(SOURCE PASSAGE Opens)

By Nathan Frandino and Daniel Trotta
SAN FRANCISCO — Gray whales on the North American Pacific coast fell this year to their lowest population since the late 1960s and early 1970s, but have also shown encouraging signs such an increased number of calves born and healthier looking animals, scientists report.
The gray whales are a majestic component of the West Coast ecosystem, visible from the coastline as they migrate thousands of miles back and forth between Alaskan waters and the lagoons of Baja California Sur in Mexico, where they birth and mate.
The decline has been linked to a reduced source of food in addition to human factors such as collisions with vessels and entanglements in fishing nets, experts said, and the recovery may be the result of whales adapting to the food shortage by finding it elsewhere.
The most recent estimate of their population is 14,526 from the 2022-23 southward winter migration, a number comparable to those from 1968-1970, among the lowest since records began in 1967, the National Oceanic and Atmospheric Administration said in a report published on Tuesday.
The census, derived from a visual survey taken off the central California coast, is a best estimate that falls between lower and upper confidence limits of 13,195 and 16,050.
All three of those numbers have fallen from a peak estimate of 28,790 in 2014-15, when confidence limits ranged from 23,6230 to 39,210. A severe drop-off began in 2019, when NOAA Fisheries declared an Unusual Mortality Event (UME) as gray whale strandings surged.

(SOURCE PASSAGE Closes)

*EXERCISE REQUIREMENTS:*
[1] Name every factor the gray whale article links to the population decline.
[2] Continue the gray whale article from its last sentence.
The listing that follows has nothing to do with the gray whale article.

(RECORDS Opens)

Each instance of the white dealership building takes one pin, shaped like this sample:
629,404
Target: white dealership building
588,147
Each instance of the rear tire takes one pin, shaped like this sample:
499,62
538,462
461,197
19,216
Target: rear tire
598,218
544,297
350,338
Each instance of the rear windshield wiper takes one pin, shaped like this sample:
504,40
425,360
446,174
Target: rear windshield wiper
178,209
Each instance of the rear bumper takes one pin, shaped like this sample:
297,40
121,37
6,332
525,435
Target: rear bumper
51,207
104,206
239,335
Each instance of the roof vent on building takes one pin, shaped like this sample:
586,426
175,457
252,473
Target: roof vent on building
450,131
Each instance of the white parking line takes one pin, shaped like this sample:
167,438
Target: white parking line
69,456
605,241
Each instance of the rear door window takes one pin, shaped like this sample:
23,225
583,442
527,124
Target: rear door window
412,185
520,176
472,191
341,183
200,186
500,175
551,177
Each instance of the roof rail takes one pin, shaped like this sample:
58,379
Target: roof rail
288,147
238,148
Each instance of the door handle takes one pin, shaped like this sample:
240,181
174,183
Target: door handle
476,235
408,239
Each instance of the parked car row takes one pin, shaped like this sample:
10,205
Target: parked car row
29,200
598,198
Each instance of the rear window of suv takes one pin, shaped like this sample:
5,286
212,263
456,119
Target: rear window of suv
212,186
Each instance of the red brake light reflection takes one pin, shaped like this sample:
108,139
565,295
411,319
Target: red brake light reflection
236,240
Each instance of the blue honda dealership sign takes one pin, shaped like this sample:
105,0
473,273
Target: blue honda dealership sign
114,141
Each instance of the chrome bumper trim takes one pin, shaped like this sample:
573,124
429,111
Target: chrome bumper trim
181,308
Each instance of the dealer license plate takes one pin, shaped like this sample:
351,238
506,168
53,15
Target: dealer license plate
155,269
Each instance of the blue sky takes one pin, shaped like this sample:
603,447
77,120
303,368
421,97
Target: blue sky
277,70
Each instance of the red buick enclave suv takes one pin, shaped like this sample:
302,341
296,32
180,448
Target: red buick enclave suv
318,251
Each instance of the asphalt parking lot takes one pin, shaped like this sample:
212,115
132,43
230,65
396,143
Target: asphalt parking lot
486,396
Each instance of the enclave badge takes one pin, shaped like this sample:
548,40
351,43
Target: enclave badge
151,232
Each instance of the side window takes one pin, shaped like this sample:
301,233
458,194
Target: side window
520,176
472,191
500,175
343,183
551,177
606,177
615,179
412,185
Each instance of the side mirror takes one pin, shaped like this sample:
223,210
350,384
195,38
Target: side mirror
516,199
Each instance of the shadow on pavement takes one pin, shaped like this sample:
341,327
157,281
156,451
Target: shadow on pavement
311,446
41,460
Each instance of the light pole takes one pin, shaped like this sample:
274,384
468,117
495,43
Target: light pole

(RECORDS Closes)

*OUTPUTS BY TASK:*
[1] A reduced source of food, collisions with vessels, and entanglements in fishing nets.

[2]
Steven Swartz, who monitors gray whale migrations in Mexico for the Laguna San Ignacio Ecosystem Science Program separately from the NOAA research, said he was optimistic over positive signs such as fewer mortalities spotted in the lagoons of Mexico, more calves than in recent years, and fewer emaciated whales.
“You always feel bad if you’re a wildlife biologist and one of your focal species declines or suffers … So to see the mortality rates come down, the birth rates come back up, even at this level at the beginning is quite, quite, quite a good feeling,” Swartz said.
In the San Francisco Bay, Kathi George and her colleagues from the Marine Mammal Center regularly scout gray whales and share data with NOAA. She said her team has spotted a record high 19 gray whales in the Bay this year, an unexpected increase.
“As a San Francisco Bay resident, that is a cause for celebration,” George said.